Could you copy the rows below word for word, from the very start of the rows through the line containing "POLYGON ((248 229, 252", including that line?
## START RECORDS PROVIDED
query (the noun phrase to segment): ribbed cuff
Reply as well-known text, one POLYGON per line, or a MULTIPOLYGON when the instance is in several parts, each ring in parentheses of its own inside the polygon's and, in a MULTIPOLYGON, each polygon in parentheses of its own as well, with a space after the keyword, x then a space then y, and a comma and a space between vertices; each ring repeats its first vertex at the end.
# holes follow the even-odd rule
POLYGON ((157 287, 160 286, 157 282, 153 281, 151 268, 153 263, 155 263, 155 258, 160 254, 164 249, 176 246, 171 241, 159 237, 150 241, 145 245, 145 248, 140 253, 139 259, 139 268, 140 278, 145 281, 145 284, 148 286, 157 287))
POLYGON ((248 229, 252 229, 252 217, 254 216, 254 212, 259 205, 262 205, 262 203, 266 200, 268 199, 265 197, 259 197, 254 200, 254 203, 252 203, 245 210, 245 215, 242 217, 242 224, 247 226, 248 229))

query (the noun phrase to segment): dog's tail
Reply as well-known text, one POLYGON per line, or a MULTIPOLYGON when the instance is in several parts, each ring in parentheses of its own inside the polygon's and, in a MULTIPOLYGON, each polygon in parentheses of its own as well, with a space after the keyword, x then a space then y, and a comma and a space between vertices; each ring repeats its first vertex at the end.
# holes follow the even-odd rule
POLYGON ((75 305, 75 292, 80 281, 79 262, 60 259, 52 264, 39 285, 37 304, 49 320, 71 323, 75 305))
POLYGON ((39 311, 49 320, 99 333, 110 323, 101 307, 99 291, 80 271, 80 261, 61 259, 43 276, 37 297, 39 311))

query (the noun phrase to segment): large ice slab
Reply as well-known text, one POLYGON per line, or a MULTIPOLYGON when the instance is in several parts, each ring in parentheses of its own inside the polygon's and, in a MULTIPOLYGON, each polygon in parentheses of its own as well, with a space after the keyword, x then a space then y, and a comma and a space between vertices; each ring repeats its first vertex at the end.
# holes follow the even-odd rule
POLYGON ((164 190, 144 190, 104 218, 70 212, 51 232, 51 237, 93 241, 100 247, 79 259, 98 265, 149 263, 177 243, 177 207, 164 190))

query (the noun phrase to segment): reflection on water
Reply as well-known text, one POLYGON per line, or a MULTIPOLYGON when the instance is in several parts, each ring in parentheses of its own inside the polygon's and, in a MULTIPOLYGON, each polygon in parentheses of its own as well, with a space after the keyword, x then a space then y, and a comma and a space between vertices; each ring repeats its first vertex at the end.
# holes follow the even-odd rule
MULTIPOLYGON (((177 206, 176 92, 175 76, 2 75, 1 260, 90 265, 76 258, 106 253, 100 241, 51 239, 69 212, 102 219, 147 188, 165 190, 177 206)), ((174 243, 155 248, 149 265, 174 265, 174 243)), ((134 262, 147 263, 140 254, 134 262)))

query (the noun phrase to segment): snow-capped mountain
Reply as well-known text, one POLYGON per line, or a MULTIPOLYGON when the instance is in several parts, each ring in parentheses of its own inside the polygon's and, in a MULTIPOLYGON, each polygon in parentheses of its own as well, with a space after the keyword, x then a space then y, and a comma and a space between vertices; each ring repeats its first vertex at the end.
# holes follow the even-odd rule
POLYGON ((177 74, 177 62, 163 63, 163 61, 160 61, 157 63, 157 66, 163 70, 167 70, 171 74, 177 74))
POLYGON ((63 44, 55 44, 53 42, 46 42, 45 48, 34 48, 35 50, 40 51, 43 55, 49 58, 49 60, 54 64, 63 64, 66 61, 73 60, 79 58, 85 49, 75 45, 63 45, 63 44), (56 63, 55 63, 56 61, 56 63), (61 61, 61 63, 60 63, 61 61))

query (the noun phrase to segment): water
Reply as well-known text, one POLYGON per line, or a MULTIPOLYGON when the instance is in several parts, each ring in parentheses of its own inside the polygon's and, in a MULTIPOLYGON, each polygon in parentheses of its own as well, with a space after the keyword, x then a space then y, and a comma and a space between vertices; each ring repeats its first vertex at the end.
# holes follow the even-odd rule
## END RECORDS PROVIDED
* [SOLUTION FOR THIS EXERCISE]
query (the noun phrase to segment): ribbed cuff
Reply as well-known text, one POLYGON per line, or a MULTIPOLYGON when the instance is in several parts, each ring in parentheses of its own inside the polygon's and, in a MULTIPOLYGON, each polygon in parentheses of its own as well, with a space after the keyword, x then a space then y, and a comma and a space between vertices; each ring repeats its first vertex at the end.
# holes follow the even-odd rule
POLYGON ((157 287, 160 286, 157 282, 153 281, 151 268, 153 263, 155 263, 155 258, 160 254, 164 249, 176 246, 171 241, 159 237, 150 241, 145 245, 145 248, 140 253, 139 259, 139 268, 140 278, 145 281, 145 284, 148 286, 157 287))
POLYGON ((248 229, 252 229, 252 217, 254 216, 254 212, 259 205, 262 205, 262 203, 266 200, 268 199, 265 197, 259 197, 254 200, 254 203, 252 203, 245 210, 245 215, 242 217, 242 224, 247 226, 248 229))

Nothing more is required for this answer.